(Raw records)
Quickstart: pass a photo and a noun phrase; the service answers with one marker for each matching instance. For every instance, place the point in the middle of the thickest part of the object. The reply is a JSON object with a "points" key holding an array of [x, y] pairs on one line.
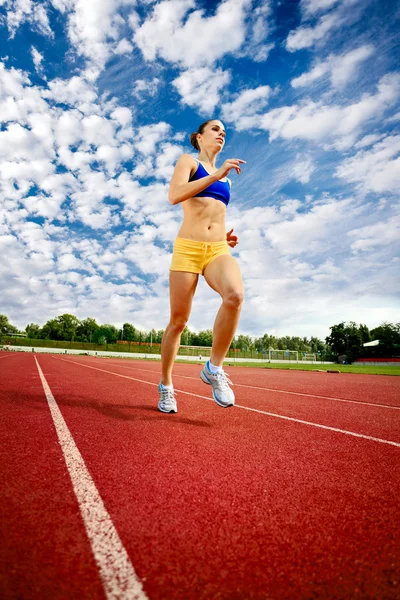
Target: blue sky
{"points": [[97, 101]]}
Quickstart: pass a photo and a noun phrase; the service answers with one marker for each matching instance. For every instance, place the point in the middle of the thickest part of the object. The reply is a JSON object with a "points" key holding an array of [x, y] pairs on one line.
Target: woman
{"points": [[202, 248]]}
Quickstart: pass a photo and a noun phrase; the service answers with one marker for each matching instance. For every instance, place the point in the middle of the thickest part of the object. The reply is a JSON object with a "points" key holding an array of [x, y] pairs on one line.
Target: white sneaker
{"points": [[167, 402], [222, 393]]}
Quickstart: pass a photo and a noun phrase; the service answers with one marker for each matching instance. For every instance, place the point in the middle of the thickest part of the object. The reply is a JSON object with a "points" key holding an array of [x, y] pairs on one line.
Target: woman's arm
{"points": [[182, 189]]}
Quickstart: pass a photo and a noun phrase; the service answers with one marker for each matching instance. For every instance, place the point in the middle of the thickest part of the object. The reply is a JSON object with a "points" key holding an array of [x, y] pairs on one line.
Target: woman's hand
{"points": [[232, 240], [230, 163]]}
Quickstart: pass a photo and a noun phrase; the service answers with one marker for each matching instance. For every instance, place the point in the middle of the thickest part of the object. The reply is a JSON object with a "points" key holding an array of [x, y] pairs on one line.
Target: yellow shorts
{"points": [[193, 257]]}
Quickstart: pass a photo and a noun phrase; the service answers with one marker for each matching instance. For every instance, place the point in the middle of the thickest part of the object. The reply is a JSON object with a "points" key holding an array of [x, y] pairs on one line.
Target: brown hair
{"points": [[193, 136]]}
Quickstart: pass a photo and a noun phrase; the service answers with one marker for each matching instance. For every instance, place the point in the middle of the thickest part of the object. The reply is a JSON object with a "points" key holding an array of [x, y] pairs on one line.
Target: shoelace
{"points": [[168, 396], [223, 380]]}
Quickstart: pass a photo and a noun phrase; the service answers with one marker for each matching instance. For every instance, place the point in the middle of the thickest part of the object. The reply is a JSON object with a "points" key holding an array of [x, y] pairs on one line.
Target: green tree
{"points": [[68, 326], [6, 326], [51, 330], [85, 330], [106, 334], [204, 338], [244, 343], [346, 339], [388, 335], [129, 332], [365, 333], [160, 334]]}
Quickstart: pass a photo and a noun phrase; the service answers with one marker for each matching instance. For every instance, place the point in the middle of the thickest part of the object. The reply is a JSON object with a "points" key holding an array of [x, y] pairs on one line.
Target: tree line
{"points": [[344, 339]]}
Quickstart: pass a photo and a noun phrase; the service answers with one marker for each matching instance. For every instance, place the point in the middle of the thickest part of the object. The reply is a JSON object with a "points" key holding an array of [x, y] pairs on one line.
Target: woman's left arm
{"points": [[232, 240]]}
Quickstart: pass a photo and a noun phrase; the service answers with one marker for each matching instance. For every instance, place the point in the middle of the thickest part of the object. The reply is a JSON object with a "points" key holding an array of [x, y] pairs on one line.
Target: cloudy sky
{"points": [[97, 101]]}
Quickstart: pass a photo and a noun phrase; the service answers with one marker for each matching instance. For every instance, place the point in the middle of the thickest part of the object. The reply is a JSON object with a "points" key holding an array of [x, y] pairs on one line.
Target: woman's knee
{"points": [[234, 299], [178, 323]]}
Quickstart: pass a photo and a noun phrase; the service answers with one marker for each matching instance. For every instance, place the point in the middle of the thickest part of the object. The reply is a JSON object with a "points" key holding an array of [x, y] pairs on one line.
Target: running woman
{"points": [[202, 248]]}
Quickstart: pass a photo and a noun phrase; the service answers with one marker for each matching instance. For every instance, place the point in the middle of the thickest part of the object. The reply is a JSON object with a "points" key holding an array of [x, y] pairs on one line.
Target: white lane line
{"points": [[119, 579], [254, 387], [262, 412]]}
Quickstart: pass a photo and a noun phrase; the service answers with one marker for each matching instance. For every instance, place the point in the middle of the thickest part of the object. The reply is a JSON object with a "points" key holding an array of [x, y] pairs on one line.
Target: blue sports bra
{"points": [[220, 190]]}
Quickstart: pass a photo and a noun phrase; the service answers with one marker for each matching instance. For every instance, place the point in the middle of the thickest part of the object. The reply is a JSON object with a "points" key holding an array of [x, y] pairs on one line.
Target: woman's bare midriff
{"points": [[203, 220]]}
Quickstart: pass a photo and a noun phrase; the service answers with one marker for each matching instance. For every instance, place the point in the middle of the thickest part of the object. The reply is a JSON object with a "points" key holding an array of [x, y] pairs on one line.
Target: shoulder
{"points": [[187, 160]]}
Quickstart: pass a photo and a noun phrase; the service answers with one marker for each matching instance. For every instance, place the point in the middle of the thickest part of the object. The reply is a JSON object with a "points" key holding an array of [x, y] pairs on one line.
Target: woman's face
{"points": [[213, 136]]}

---

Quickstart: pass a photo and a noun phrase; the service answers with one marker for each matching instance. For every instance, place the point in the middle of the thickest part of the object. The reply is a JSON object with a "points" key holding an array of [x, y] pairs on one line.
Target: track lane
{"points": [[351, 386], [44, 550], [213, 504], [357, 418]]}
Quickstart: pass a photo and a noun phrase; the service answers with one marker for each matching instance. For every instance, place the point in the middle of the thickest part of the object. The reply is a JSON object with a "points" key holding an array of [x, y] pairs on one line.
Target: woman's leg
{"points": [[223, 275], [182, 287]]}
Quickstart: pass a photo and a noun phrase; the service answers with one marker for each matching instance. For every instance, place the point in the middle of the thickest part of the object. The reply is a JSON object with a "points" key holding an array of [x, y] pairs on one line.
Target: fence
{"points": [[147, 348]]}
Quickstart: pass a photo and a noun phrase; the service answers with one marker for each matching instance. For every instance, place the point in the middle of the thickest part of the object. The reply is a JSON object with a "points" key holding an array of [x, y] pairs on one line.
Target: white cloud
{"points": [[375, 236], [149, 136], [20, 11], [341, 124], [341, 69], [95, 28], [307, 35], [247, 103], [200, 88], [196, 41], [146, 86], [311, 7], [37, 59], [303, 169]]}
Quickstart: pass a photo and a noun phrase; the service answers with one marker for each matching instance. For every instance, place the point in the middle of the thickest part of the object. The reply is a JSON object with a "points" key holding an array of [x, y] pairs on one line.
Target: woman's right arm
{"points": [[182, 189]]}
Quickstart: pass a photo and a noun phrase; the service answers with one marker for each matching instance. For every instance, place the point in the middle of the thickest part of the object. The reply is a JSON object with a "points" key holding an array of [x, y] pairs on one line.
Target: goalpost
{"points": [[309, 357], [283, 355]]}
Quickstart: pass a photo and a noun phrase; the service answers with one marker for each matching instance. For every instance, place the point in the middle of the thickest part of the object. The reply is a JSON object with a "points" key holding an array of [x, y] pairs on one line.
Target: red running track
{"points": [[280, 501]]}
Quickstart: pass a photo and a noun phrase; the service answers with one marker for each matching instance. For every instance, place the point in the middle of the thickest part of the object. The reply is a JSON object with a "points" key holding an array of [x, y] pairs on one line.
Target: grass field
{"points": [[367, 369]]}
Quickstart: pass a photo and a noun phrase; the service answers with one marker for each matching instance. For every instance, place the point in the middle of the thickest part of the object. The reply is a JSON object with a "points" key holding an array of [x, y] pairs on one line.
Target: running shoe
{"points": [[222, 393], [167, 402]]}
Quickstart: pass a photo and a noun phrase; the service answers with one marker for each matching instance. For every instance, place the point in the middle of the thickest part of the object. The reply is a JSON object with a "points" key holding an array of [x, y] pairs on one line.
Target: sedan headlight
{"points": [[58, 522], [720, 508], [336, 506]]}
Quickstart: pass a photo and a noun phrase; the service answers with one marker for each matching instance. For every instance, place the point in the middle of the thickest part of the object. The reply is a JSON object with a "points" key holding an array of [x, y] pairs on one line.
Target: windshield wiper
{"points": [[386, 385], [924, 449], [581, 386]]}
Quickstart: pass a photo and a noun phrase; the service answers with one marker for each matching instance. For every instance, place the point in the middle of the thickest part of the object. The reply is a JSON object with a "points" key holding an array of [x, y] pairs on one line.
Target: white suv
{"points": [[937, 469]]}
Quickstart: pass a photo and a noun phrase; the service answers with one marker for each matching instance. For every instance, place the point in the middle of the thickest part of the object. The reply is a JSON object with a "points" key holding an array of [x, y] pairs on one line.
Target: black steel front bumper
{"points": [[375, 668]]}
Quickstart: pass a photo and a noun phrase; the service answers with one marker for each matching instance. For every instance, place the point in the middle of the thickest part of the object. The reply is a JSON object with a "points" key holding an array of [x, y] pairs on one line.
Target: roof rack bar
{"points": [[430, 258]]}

...

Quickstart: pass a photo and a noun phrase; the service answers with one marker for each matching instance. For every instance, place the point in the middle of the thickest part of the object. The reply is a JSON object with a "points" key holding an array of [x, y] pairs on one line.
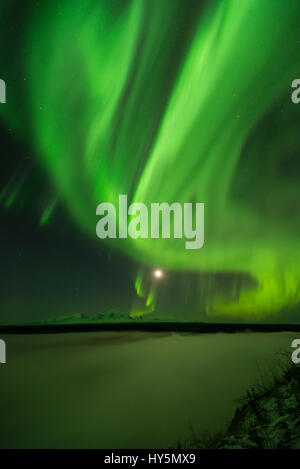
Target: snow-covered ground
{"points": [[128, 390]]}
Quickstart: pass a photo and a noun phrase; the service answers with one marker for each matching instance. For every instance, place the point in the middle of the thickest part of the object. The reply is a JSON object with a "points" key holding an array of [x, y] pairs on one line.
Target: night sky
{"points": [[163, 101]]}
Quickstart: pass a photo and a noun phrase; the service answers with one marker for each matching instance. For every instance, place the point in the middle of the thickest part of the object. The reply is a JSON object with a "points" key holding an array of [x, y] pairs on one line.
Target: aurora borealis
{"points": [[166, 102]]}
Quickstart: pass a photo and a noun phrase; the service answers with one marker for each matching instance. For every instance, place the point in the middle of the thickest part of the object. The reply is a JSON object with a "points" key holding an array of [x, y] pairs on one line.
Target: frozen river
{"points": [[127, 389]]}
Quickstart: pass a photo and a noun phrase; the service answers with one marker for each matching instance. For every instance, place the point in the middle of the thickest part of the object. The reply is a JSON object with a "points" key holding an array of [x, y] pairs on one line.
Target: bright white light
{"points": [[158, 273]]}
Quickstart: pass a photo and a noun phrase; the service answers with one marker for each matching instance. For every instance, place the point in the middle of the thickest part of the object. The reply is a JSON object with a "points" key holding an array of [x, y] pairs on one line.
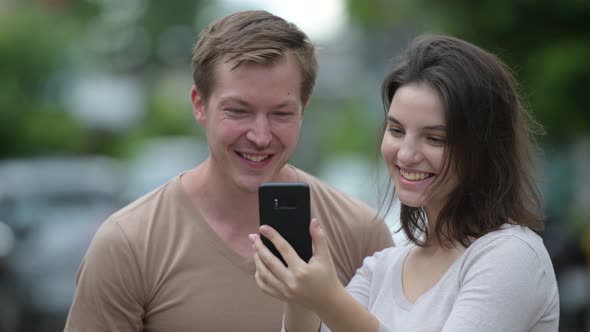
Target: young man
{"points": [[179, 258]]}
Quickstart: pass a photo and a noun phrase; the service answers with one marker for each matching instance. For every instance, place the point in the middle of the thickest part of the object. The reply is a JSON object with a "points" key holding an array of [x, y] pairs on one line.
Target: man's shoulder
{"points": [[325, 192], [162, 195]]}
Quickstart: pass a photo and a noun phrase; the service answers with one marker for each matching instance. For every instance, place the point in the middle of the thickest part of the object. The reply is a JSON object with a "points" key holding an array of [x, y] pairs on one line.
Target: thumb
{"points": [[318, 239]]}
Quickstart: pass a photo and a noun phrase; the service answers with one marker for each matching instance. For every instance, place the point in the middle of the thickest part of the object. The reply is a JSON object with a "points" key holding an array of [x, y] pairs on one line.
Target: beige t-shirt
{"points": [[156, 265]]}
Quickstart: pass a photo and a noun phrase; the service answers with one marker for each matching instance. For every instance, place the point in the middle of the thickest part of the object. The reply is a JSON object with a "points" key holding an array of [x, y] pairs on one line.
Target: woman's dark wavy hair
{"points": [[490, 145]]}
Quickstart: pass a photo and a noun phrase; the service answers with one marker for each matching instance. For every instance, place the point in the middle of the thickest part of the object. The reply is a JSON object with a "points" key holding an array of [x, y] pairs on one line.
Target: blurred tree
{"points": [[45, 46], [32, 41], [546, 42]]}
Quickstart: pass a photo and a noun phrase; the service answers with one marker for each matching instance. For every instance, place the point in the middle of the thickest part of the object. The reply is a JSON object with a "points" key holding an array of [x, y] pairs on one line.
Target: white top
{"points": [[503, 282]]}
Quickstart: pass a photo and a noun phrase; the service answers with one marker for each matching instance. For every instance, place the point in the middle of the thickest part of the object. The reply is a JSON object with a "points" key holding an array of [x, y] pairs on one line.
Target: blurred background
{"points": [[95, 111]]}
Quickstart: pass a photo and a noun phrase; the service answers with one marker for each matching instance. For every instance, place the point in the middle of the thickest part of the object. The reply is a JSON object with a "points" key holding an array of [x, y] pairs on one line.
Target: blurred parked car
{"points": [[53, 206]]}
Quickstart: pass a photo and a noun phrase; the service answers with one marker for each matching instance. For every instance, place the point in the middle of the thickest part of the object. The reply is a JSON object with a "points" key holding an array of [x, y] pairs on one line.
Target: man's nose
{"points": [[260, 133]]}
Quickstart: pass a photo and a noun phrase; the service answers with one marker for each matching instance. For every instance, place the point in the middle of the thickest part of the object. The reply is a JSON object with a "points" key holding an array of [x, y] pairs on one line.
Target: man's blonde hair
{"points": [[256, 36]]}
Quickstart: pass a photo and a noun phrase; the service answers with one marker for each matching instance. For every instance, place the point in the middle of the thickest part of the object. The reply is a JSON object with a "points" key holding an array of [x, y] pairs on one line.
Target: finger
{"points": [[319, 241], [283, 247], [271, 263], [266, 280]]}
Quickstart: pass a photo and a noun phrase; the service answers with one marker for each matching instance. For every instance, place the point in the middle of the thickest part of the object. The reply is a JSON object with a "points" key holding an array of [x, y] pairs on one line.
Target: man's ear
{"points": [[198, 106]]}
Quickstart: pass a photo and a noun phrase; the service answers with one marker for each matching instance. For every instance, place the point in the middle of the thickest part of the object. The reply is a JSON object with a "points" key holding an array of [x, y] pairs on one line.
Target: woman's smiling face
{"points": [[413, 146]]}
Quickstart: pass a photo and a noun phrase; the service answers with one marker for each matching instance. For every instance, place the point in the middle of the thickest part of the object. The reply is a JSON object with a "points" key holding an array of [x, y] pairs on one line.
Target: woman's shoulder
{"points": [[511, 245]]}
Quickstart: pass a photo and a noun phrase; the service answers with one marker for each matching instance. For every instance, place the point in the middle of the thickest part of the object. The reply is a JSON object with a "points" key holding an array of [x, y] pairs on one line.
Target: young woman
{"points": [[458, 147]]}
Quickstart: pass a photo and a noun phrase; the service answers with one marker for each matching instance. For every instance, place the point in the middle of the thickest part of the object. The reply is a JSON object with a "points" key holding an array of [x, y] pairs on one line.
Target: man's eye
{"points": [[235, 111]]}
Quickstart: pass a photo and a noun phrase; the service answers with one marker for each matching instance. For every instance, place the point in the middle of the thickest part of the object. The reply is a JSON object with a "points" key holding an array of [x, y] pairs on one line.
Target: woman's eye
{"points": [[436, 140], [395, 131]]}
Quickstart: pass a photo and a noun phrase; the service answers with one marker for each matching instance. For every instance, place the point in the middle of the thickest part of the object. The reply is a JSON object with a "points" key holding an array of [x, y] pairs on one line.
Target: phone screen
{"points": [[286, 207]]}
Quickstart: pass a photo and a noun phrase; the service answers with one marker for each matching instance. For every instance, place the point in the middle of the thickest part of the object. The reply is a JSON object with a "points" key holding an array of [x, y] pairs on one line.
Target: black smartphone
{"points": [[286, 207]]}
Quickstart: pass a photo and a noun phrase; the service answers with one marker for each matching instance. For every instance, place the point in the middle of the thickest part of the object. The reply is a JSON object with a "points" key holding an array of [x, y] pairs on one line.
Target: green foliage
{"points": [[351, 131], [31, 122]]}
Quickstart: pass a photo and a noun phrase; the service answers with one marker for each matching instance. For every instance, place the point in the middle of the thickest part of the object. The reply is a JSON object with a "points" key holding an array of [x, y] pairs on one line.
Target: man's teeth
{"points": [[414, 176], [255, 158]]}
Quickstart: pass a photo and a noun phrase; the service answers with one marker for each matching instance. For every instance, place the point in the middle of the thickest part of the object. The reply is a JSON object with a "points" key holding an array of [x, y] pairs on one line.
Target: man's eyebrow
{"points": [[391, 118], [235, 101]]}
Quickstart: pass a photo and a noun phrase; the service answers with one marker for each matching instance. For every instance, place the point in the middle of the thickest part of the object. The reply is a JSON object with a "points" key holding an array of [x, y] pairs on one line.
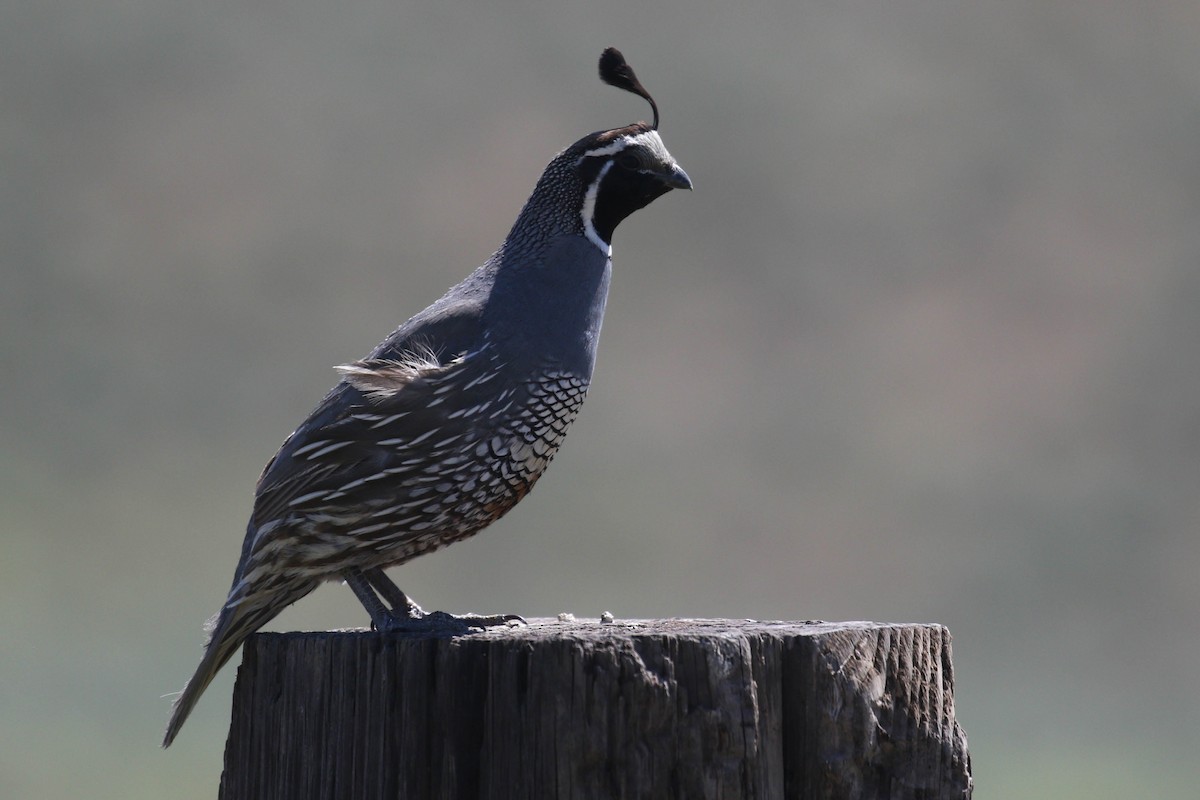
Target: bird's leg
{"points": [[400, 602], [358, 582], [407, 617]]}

# Exercise brief
Show each line from the items above that contains the word "black". Match its case exactly.

# Exercise output
Target: black steel front bumper
Target: black smartphone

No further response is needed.